Copy out the records character for character, from their first line through the line that contains "[[[122,0],[62,0],[68,7],[91,16],[110,20],[123,20],[131,11]]]", including that line.

INFORMATION PROVIDED:
-- -- --

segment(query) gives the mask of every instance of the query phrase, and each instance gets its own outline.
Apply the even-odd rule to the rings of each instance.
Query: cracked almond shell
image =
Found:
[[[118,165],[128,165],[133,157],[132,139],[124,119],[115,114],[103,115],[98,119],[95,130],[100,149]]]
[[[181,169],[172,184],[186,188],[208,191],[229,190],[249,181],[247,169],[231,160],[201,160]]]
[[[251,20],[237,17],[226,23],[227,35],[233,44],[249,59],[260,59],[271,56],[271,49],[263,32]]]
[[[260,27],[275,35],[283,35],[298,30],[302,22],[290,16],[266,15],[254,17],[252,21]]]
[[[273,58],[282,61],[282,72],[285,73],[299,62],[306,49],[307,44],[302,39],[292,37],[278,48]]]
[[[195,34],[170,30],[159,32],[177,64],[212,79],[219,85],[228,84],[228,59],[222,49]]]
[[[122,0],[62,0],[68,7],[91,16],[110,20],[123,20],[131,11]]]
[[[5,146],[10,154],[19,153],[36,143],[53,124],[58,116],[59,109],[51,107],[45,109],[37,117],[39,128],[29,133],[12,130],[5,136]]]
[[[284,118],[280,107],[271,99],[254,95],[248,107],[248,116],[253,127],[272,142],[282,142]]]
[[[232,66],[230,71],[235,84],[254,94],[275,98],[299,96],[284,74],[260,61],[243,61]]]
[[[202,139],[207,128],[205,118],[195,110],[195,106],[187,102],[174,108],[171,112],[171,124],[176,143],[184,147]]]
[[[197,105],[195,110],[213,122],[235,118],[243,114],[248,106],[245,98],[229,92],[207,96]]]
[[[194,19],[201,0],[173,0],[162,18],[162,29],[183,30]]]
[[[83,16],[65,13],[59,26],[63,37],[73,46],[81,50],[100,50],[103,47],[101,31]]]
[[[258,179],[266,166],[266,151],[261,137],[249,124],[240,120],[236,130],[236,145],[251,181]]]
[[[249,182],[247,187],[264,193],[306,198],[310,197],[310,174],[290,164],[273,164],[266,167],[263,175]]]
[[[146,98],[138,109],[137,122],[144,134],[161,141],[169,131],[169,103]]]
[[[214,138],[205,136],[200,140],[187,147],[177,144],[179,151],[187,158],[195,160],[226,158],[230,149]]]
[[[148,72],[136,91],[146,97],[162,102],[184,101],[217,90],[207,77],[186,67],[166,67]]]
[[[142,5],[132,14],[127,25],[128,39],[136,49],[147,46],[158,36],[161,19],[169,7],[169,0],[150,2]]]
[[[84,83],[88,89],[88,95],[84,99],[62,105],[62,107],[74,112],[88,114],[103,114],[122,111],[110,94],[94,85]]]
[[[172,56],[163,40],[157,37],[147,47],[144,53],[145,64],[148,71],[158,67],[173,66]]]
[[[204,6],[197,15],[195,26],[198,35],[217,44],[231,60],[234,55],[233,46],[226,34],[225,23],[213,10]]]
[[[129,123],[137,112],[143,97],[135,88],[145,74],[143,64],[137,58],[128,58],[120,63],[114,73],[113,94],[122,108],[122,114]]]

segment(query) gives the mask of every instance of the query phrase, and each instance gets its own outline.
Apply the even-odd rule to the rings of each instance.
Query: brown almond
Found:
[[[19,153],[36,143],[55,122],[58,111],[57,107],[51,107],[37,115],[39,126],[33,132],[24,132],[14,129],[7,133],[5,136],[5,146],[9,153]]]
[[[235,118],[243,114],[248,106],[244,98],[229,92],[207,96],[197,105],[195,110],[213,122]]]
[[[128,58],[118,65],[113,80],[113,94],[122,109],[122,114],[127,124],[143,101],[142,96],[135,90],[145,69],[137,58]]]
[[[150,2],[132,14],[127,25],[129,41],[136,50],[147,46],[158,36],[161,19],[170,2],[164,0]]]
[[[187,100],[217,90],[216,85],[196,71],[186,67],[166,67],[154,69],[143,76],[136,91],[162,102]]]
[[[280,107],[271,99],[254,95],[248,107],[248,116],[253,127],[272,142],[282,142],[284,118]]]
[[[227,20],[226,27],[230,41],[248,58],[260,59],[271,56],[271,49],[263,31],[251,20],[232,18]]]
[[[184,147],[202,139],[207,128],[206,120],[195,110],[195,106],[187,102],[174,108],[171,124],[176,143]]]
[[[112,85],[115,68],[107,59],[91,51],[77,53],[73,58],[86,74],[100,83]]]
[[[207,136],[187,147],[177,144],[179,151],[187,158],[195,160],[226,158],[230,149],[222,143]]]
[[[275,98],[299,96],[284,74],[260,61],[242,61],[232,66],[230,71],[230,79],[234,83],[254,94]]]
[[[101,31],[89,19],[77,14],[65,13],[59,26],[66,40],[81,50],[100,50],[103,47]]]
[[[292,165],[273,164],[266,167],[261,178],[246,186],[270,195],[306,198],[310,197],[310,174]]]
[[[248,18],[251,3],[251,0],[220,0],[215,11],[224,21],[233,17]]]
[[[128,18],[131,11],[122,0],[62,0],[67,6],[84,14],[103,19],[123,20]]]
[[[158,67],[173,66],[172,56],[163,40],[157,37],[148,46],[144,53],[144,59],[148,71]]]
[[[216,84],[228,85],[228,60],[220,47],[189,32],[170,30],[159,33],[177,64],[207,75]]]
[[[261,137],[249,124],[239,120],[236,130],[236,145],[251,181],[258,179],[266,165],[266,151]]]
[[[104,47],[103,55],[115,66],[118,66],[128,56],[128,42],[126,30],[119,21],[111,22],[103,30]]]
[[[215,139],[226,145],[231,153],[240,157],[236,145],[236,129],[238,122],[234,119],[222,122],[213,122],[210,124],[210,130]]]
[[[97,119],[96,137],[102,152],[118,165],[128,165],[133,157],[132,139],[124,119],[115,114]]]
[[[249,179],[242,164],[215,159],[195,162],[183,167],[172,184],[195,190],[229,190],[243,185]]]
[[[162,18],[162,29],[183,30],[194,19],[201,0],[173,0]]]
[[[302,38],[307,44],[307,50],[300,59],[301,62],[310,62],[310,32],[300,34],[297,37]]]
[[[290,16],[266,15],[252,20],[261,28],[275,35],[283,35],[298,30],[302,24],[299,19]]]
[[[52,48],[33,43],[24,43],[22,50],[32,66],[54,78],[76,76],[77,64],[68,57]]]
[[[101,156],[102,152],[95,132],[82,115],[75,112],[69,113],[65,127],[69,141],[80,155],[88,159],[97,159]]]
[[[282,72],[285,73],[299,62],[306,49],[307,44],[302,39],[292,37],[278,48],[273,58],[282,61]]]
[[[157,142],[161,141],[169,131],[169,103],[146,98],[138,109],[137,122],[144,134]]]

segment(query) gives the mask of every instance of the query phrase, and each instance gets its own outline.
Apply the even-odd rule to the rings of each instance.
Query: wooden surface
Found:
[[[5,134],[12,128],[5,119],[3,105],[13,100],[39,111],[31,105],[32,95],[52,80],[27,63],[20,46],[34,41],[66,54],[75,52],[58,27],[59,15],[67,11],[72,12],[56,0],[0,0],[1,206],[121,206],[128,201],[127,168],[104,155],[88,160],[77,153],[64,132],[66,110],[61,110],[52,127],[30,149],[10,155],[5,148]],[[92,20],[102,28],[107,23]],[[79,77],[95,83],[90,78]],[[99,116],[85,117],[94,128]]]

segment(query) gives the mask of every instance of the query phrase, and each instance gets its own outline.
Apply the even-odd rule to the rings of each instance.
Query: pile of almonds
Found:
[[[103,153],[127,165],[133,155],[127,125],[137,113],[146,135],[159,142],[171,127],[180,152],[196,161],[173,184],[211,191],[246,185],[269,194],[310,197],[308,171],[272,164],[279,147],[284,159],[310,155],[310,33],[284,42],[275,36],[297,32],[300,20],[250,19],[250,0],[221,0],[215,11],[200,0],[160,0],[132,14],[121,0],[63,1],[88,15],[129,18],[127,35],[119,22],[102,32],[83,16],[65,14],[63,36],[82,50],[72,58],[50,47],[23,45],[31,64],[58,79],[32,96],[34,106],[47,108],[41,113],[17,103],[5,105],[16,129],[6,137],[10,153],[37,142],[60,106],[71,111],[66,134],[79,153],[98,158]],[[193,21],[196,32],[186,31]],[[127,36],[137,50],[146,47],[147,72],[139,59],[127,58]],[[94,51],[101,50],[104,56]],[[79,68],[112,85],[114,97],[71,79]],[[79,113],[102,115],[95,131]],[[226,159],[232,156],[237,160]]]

-- -- --

FINAL RESULT:
segment(query) gives the mask of every instance of the query phrase, and each instance gets its own outline.
Apply the even-odd rule to the rings of each instance.
Query: cracked almond shell
image =
Found:
[[[118,165],[128,165],[133,157],[132,139],[124,119],[115,114],[103,115],[98,119],[95,130],[100,149]]]
[[[181,169],[172,184],[186,188],[208,191],[229,190],[249,181],[247,169],[231,160],[201,160]]]
[[[251,20],[237,17],[226,23],[227,35],[233,44],[249,59],[260,59],[271,56],[271,49],[263,32]]]
[[[260,27],[275,35],[283,35],[298,30],[302,22],[290,16],[266,15],[254,17],[252,21]]]
[[[273,58],[282,61],[282,72],[285,73],[299,62],[306,49],[307,44],[302,39],[292,37],[278,48]]]
[[[195,34],[170,30],[159,32],[177,64],[212,79],[219,85],[228,84],[228,59],[222,49]]]
[[[122,0],[62,0],[68,7],[91,16],[110,20],[123,20],[131,11]]]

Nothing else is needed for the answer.